▸ **Task instructions**
Copy out each of the following records word for word.

— Start Data in this exercise —

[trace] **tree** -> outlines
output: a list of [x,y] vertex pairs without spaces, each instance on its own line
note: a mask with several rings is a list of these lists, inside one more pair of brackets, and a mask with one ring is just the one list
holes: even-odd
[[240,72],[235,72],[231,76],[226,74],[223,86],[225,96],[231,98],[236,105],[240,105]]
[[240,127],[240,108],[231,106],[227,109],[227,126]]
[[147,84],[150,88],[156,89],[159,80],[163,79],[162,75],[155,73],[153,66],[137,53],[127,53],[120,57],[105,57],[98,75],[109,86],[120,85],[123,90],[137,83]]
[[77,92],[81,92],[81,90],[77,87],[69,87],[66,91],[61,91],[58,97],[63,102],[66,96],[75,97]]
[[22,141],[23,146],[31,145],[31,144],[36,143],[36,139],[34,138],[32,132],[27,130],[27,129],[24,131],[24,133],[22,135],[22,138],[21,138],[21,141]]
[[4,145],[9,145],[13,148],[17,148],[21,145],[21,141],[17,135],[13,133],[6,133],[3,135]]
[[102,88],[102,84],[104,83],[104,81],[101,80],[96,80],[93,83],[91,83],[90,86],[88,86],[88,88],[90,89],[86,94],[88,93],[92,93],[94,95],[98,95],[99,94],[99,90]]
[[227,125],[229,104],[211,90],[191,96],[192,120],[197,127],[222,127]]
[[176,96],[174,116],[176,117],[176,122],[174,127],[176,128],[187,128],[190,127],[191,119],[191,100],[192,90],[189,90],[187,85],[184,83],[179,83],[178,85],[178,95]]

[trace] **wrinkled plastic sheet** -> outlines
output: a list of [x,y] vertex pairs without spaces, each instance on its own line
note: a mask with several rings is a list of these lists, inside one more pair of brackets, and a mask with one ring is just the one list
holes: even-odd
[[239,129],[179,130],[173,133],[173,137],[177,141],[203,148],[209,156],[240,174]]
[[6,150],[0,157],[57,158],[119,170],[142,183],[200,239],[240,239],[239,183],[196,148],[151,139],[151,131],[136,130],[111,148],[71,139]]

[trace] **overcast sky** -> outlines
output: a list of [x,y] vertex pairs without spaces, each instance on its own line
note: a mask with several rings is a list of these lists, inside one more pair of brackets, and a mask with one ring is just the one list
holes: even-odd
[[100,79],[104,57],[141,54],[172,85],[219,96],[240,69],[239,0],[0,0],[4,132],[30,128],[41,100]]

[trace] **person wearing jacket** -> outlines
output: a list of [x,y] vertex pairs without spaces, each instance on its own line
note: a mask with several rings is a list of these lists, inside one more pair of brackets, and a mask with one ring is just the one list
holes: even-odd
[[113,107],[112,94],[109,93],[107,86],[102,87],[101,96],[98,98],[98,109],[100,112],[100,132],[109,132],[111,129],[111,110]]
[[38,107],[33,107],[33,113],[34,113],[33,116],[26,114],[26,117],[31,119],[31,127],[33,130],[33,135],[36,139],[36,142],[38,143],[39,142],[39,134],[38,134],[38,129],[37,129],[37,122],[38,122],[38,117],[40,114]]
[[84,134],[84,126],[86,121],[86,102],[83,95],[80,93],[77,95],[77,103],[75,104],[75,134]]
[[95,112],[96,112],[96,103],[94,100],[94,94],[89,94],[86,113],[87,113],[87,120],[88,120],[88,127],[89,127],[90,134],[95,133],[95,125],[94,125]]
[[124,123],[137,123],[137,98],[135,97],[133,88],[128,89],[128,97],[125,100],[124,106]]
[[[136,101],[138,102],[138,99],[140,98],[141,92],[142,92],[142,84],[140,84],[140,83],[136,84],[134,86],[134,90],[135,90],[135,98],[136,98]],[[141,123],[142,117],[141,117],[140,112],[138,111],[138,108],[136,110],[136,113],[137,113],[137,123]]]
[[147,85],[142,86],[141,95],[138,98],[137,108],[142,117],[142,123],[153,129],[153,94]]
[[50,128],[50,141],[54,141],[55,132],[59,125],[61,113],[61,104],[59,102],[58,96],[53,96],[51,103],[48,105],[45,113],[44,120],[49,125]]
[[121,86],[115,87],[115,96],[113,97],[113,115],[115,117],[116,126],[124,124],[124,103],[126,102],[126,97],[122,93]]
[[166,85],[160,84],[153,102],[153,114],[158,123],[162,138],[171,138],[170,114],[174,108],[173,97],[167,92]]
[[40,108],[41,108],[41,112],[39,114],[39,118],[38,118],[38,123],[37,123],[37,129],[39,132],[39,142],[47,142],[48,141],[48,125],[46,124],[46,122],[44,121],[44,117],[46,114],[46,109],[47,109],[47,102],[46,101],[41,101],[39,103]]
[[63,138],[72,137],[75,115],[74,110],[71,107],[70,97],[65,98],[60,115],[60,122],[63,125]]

— End Data in this exercise —

▸ **Written solution**
[trace] **tree** -> outlines
output: a list of [x,y] vertex pairs without spaces, each instance on its own line
note: a mask with several rings is a list of these lists, inside one more pair of brackets, and a mask with one ring is just the one list
holes: even-odd
[[240,72],[235,72],[231,76],[226,74],[223,86],[225,96],[231,98],[236,105],[240,105]]
[[240,127],[240,108],[231,106],[227,109],[227,126]]
[[147,84],[150,88],[156,89],[159,80],[163,79],[162,75],[155,73],[153,66],[137,53],[127,53],[120,57],[105,57],[98,75],[109,86],[120,85],[123,90],[137,83]]
[[77,92],[81,92],[81,90],[77,87],[69,87],[66,91],[61,91],[58,97],[63,102],[66,96],[75,97]]
[[22,141],[23,146],[31,145],[31,144],[36,143],[36,139],[34,138],[32,132],[27,130],[27,129],[24,131],[24,133],[22,135],[22,138],[21,138],[21,141]]
[[4,145],[9,145],[13,148],[17,148],[21,145],[21,141],[17,135],[13,133],[6,133],[3,135]]
[[102,88],[102,84],[104,83],[104,81],[101,80],[96,80],[93,83],[91,83],[90,86],[88,86],[88,88],[90,89],[86,94],[88,93],[92,93],[94,95],[98,95],[99,94],[99,90]]
[[227,125],[229,104],[211,90],[191,96],[192,120],[197,127],[222,127]]
[[176,96],[174,116],[176,117],[176,122],[174,127],[176,128],[187,128],[190,127],[191,119],[191,100],[192,90],[189,90],[187,85],[184,83],[179,83],[178,85],[178,95]]

[trace] **wrinkled plastic sheet** -> outlines
output: a list of [x,y] vertex pairs without spaces, each instance on its own line
note: a mask with several rings is a list of these lists, inside one more pair of brackets, and a mask with one ring is just the one list
holes: even-odd
[[239,129],[179,130],[173,133],[173,137],[177,141],[203,148],[209,156],[240,174]]
[[6,150],[0,157],[57,158],[119,170],[142,183],[200,239],[240,239],[239,183],[196,148],[151,139],[151,131],[136,130],[111,148],[71,139]]

[trace] **overcast sky** -> outlines
output: a list of [x,y] vertex pairs without spaces, each instance on its own line
note: a mask with several rings is a list of these lists, inside one more pair of brackets, and a mask with one ring is just the one list
holes: even-odd
[[100,79],[104,57],[141,54],[172,85],[219,96],[240,69],[239,0],[0,0],[4,132],[30,128],[41,100]]

[trace] **person wearing jacket** -> outlines
output: a list of [x,y] vertex pairs without spaces, each instance on its own line
note: a mask with several rings is a list of these lists, inside one more pair of brackets, and a mask with one ring is just the one list
holes: even-odd
[[113,107],[112,94],[109,93],[107,86],[102,87],[101,96],[98,98],[98,109],[100,112],[100,132],[109,132],[111,129],[111,110]]
[[38,107],[33,107],[33,113],[34,113],[33,116],[26,114],[26,117],[31,119],[31,127],[33,130],[33,135],[36,139],[36,142],[38,143],[39,142],[39,134],[38,134],[38,129],[37,129],[37,122],[38,122],[38,117],[40,114]]
[[84,134],[84,126],[86,121],[86,102],[83,95],[80,93],[77,95],[77,103],[75,104],[75,134]]
[[95,112],[96,112],[96,103],[94,100],[94,94],[89,94],[86,113],[87,113],[87,120],[88,120],[88,127],[89,127],[90,134],[95,133],[95,125],[94,125]]
[[124,123],[137,123],[137,98],[135,97],[133,88],[128,89],[128,97],[125,100],[124,106]]
[[[136,101],[138,102],[138,99],[140,98],[141,92],[142,92],[142,84],[140,84],[140,83],[136,84],[134,86],[134,90],[135,90],[135,98],[136,98]],[[141,123],[142,117],[141,117],[140,112],[138,111],[138,108],[136,110],[136,113],[137,113],[137,123]]]
[[147,85],[142,86],[141,95],[138,98],[137,108],[142,117],[142,123],[153,129],[153,94]]
[[50,128],[50,141],[54,141],[55,132],[59,125],[61,113],[61,104],[59,102],[58,96],[53,96],[51,103],[48,105],[45,113],[44,120],[49,125]]
[[121,86],[115,87],[115,96],[113,97],[113,115],[115,117],[116,126],[124,124],[124,103],[126,102],[126,97],[122,93]]
[[166,85],[160,84],[153,102],[153,114],[158,123],[162,138],[171,138],[170,114],[174,108],[173,97],[167,92]]
[[40,108],[41,108],[41,112],[39,114],[39,118],[38,118],[38,123],[37,123],[37,129],[39,132],[39,142],[47,142],[48,141],[48,125],[46,124],[46,122],[44,121],[44,117],[46,114],[46,109],[47,109],[47,102],[46,101],[41,101],[39,103]]
[[63,138],[72,137],[75,115],[74,110],[71,107],[70,97],[65,98],[60,115],[60,122],[63,125]]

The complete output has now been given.